# What the task requires
Reproduce all of the data below, character for character, with no changes.

# Supplied entries

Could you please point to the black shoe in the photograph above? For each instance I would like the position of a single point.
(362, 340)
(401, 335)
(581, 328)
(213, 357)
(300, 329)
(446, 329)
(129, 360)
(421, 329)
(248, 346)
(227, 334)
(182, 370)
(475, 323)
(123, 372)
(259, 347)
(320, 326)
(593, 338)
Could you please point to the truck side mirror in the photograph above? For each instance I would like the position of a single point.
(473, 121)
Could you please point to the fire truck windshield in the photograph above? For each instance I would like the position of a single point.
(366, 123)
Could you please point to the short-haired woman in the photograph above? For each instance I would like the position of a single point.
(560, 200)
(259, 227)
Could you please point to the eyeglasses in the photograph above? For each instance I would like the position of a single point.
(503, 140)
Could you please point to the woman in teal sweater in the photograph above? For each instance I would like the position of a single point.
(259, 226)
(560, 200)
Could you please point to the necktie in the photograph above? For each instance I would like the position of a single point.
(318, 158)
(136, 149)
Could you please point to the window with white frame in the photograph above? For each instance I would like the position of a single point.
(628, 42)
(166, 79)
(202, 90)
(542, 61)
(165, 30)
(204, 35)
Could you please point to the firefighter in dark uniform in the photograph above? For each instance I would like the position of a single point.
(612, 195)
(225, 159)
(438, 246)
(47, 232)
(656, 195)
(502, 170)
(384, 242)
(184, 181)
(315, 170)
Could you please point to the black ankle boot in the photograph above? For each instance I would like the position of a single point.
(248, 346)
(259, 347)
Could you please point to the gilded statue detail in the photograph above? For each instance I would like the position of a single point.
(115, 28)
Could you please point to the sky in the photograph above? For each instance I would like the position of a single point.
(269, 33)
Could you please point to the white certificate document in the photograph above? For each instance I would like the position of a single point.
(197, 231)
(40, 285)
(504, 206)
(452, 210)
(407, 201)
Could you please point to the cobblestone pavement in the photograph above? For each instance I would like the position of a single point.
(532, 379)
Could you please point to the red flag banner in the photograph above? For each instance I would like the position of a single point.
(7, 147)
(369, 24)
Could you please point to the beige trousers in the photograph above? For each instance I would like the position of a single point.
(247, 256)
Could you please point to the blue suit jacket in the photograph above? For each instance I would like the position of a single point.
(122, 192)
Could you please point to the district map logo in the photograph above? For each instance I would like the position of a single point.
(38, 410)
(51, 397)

# Exercise output
Could you please point to the black shoe in the photograph above? For each instance I would like the position of a single point.
(362, 340)
(401, 335)
(581, 328)
(213, 357)
(300, 329)
(446, 329)
(129, 360)
(421, 329)
(248, 346)
(227, 334)
(182, 370)
(475, 323)
(123, 372)
(259, 347)
(320, 326)
(593, 338)
Could you please point to the truck side mirror in the photograph above? For each instance I would like the position of a single point.
(473, 121)
Could you please point to the fire truck windshield in the photograph above? For each instance I would like the position of a single point.
(366, 123)
Could you please point to the short-haired woman in the photograph above? For each instance I would like the position of a single point.
(560, 200)
(259, 227)
Could you please point to the eyeglasses in the photograph above? For each instance I would like the position of a single point.
(503, 140)
Could you please point to the woman in teal sweater in the photograph above? For each instance I would like the position of a single point.
(259, 226)
(560, 200)
Could you please point to the necktie in the photograph above? For each instance I would like the position of a single point.
(318, 158)
(136, 149)
Could you please point to the window with white frame in the photograph above? For each instance I would like the position of a single point.
(628, 42)
(166, 79)
(202, 90)
(542, 61)
(165, 30)
(204, 35)
Could you please point to the firefighter in dark uniform in the photograph above? For each instance I would like the position of a single point.
(612, 195)
(225, 159)
(438, 246)
(47, 232)
(656, 195)
(502, 170)
(384, 242)
(184, 181)
(315, 170)
Could you please point to the black ankle boot in the photograph above? For each instance I would like the position of a single point.
(248, 346)
(259, 347)
Could you please point to the gilded statue detail in the photograph above? For each instance I would like the position of a single point.
(115, 28)
Could you please point to the sky in the photograph above? For each instance I would like the position of a single point.
(269, 33)
Could you please point to the white certificate document in the photograph above? For each instance I would like the position of a single point.
(197, 231)
(40, 285)
(504, 206)
(452, 210)
(407, 201)
Could you please point to the cobblestone pavement in the photograph above? For each instance I would like the position of a single point.
(532, 379)
Could you please point to the red flag banner in the photograph above? For each instance I would like the position of a single point.
(7, 147)
(369, 24)
Could you please point to the beige trousers in the photograph above? For each instance I would like the position of a single point.
(247, 256)
Could you please point to the blue suit jacket in the photograph above? For each instance I would like the position of a single point.
(122, 192)
Could you please point to the district map logo in the photograph above? For each instance I would like the position of a single point.
(38, 410)
(51, 397)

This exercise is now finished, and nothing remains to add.